- [TASK OBJECTIVE]: Find each line in the entries below that contains the word "hair", and copy those lines.

(Pointing dataset entries)
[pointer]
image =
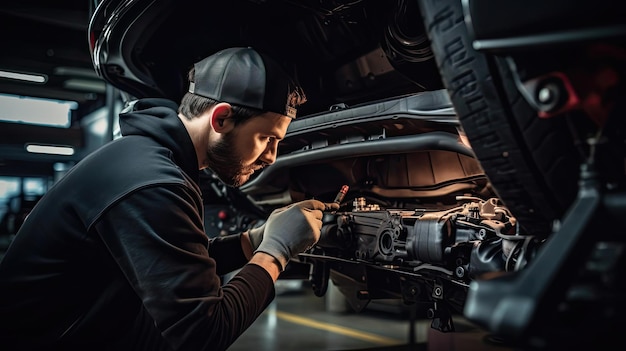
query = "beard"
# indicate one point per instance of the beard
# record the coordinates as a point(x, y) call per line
point(226, 163)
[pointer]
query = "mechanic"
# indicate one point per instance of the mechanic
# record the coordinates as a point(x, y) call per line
point(115, 257)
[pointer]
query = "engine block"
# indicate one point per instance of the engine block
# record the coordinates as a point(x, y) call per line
point(418, 255)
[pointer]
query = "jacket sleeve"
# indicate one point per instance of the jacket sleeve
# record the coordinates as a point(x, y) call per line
point(155, 236)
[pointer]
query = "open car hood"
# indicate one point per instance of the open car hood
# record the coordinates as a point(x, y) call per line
point(398, 151)
point(341, 54)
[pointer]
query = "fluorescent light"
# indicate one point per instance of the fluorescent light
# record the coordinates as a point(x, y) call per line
point(50, 149)
point(34, 78)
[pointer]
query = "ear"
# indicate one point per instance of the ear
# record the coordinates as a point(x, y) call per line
point(220, 118)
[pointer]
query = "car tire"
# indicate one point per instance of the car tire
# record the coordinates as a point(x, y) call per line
point(530, 162)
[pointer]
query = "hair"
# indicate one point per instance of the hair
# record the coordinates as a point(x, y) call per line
point(193, 105)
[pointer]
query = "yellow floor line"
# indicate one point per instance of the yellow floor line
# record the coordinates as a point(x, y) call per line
point(357, 334)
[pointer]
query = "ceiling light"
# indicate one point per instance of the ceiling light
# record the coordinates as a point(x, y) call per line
point(50, 149)
point(27, 77)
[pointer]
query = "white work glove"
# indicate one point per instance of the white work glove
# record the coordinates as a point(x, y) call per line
point(256, 236)
point(291, 230)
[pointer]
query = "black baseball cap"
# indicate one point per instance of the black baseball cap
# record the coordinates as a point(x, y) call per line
point(242, 76)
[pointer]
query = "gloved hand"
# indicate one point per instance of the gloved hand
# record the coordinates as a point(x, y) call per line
point(256, 236)
point(290, 230)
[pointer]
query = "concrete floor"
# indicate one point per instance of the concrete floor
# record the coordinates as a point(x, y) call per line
point(300, 321)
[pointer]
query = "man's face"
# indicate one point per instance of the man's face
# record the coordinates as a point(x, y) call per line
point(247, 148)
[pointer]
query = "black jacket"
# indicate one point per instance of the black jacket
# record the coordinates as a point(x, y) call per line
point(114, 256)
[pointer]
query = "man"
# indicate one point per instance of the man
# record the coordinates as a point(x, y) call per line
point(114, 256)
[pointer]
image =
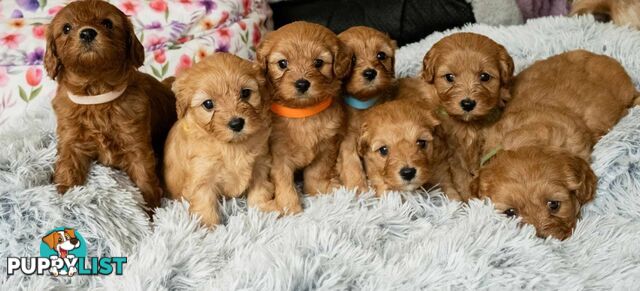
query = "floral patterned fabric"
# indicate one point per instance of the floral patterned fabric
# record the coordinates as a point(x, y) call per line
point(175, 34)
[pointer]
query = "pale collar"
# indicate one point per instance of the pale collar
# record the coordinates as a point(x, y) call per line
point(96, 99)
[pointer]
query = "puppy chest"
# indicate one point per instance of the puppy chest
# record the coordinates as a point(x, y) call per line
point(235, 174)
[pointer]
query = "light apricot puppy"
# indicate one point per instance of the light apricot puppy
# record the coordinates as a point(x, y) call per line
point(219, 145)
point(471, 74)
point(371, 82)
point(397, 146)
point(305, 64)
point(537, 166)
point(620, 12)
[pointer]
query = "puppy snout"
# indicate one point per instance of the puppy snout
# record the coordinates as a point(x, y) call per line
point(236, 124)
point(369, 74)
point(302, 85)
point(88, 35)
point(407, 173)
point(468, 104)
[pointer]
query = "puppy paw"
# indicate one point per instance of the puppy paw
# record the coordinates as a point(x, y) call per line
point(270, 206)
point(291, 209)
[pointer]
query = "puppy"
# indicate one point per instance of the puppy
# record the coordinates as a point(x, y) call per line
point(219, 145)
point(106, 110)
point(305, 64)
point(62, 242)
point(371, 82)
point(471, 74)
point(397, 144)
point(620, 12)
point(537, 161)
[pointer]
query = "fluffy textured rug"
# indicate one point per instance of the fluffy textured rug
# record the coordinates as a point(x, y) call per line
point(340, 242)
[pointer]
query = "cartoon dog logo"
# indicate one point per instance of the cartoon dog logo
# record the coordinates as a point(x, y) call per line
point(62, 241)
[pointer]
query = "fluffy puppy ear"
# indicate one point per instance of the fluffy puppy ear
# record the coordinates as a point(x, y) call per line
point(363, 140)
point(506, 67)
point(183, 93)
point(428, 65)
point(51, 61)
point(135, 50)
point(580, 179)
point(474, 187)
point(341, 60)
point(506, 75)
point(262, 52)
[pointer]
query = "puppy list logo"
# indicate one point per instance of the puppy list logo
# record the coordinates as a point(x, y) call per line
point(63, 252)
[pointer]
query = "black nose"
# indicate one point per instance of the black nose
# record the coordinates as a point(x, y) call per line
point(236, 124)
point(88, 34)
point(467, 104)
point(302, 85)
point(407, 173)
point(369, 74)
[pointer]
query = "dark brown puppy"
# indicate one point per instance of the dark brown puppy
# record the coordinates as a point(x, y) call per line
point(106, 110)
point(539, 152)
point(471, 74)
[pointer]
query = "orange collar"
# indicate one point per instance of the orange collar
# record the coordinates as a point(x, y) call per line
point(289, 112)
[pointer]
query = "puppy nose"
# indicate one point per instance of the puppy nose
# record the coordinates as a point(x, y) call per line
point(88, 34)
point(236, 124)
point(369, 74)
point(467, 104)
point(407, 173)
point(302, 85)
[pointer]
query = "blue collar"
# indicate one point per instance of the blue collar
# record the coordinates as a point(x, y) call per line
point(359, 104)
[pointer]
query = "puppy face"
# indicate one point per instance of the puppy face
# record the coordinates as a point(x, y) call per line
point(304, 62)
point(395, 143)
point(471, 74)
point(224, 95)
point(62, 241)
point(372, 62)
point(89, 37)
point(545, 188)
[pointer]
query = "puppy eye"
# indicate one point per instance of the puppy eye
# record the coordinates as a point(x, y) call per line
point(66, 28)
point(450, 78)
point(511, 212)
point(283, 64)
point(107, 23)
point(553, 205)
point(245, 94)
point(207, 104)
point(484, 77)
point(384, 151)
point(318, 63)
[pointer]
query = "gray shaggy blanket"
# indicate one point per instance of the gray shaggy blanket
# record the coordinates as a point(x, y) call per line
point(339, 242)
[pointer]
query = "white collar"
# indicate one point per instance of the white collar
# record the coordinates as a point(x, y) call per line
point(96, 99)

- [EXERCISE RESPONSE]:
query = "hair"
# indicate one point per instance of the hair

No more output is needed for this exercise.